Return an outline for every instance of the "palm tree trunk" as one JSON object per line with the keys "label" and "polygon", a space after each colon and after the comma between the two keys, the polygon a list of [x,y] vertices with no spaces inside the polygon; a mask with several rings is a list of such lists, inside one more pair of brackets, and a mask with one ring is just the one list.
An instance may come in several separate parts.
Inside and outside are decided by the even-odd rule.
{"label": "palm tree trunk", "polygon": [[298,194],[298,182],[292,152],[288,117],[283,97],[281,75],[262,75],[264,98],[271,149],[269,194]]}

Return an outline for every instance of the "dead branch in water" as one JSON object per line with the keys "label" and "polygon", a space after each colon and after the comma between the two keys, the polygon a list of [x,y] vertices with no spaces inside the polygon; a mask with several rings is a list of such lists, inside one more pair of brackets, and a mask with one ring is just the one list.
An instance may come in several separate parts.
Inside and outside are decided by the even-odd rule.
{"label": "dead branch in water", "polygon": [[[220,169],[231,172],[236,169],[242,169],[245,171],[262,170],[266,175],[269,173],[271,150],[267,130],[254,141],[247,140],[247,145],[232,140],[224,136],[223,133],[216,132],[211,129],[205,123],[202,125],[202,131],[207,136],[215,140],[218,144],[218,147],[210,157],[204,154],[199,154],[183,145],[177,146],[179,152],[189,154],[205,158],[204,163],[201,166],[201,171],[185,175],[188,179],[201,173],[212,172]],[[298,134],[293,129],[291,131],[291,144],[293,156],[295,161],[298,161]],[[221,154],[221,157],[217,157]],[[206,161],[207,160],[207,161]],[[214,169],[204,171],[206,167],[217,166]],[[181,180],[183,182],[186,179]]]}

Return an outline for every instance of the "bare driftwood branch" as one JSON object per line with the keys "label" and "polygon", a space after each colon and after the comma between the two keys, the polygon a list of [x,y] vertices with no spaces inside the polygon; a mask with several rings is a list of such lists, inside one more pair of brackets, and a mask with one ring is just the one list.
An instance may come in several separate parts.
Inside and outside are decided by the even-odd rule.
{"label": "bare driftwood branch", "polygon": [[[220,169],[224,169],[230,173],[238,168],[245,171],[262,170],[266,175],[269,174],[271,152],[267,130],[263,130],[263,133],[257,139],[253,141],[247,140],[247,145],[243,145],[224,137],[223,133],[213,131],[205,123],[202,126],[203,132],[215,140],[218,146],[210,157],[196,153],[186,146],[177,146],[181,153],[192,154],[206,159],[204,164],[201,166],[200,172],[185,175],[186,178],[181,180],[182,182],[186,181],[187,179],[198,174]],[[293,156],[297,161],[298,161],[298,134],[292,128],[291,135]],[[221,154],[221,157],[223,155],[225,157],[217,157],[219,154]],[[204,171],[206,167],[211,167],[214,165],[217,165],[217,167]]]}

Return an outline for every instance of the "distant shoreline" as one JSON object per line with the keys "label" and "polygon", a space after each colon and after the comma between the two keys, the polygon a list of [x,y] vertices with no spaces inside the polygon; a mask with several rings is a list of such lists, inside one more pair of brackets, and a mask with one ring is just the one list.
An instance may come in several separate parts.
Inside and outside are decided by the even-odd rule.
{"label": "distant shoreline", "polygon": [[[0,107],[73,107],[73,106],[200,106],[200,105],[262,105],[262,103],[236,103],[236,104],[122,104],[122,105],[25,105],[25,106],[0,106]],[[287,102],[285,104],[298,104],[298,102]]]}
═══
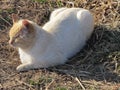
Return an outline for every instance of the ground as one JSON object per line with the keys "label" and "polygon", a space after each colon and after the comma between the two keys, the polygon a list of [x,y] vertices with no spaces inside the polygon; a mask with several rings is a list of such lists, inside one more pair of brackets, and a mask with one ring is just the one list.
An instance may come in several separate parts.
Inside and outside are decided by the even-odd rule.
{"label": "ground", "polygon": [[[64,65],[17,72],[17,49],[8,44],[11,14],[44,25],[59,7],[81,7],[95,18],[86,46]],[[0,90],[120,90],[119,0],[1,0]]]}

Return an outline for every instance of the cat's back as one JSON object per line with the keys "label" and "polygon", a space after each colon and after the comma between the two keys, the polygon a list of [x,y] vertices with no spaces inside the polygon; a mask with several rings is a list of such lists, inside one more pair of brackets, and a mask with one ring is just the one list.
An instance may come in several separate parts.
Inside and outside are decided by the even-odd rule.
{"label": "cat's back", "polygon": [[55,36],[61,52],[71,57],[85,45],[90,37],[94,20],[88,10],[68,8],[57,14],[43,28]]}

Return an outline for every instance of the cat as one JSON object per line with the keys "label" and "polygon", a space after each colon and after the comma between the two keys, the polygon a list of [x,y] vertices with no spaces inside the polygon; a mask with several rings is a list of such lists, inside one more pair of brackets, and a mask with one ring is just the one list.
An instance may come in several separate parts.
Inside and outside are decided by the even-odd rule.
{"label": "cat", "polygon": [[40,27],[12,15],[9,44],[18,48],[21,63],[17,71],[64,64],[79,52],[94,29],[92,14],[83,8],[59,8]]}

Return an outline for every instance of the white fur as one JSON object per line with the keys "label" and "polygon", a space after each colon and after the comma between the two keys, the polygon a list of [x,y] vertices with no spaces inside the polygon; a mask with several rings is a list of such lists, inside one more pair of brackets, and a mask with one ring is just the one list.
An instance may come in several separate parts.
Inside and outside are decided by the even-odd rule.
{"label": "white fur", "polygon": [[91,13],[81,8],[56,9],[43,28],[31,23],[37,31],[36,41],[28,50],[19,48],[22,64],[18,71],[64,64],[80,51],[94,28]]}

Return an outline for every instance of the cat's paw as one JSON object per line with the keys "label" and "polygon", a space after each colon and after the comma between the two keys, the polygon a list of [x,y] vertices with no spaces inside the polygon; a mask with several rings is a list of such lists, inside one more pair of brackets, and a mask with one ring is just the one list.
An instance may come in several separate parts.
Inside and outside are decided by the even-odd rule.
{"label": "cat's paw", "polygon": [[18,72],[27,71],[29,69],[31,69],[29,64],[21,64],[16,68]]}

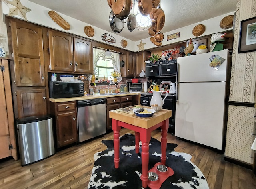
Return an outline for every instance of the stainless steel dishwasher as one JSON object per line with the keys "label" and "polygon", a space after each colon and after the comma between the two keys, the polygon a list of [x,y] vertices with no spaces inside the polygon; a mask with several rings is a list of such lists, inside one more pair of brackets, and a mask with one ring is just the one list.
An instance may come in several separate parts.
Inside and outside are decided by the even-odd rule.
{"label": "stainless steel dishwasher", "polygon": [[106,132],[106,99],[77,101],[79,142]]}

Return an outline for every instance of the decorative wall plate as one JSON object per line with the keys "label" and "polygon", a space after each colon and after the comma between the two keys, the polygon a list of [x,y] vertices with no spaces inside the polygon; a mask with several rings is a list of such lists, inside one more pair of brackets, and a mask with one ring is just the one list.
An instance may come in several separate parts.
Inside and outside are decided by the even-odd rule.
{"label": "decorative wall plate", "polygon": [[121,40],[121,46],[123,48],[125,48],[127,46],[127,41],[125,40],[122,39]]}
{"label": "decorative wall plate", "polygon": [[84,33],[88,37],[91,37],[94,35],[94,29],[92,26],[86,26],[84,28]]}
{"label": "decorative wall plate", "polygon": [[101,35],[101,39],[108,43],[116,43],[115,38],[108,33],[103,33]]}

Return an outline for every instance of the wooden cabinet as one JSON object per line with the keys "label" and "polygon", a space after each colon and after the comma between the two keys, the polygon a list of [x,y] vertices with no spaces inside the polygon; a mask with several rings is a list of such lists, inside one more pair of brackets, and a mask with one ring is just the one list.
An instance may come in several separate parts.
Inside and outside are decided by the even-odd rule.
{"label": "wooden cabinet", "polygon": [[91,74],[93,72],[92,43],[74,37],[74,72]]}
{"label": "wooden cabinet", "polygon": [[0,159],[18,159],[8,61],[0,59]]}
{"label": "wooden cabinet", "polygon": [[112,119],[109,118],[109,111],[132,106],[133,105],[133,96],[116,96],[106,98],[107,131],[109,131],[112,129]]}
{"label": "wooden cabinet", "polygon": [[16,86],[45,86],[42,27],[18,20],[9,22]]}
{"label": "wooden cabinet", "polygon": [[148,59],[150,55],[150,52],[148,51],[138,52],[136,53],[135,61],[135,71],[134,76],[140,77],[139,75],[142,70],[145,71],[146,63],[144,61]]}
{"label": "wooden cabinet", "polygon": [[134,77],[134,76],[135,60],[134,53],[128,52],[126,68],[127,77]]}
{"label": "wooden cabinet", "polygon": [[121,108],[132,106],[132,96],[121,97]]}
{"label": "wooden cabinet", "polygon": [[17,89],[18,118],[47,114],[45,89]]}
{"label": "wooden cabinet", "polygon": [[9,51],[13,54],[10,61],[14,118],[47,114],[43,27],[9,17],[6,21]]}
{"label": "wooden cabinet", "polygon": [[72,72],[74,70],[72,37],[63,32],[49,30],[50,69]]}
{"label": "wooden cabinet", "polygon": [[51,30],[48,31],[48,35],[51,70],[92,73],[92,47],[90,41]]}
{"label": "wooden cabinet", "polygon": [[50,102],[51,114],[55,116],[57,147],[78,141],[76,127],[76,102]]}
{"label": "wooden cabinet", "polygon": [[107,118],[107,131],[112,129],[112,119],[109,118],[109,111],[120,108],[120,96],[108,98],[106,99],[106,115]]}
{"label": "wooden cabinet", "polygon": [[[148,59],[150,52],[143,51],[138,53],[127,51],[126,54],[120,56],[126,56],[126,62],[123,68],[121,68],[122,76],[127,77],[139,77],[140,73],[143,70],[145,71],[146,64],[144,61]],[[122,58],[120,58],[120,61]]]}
═══
→ Richiesta scritta
Conta quante righe qui sopra contengono la parola "stainless", distinguendo tra maiuscole e minuscole. Rispondi solo con il numero.

→ Risposta scritta
2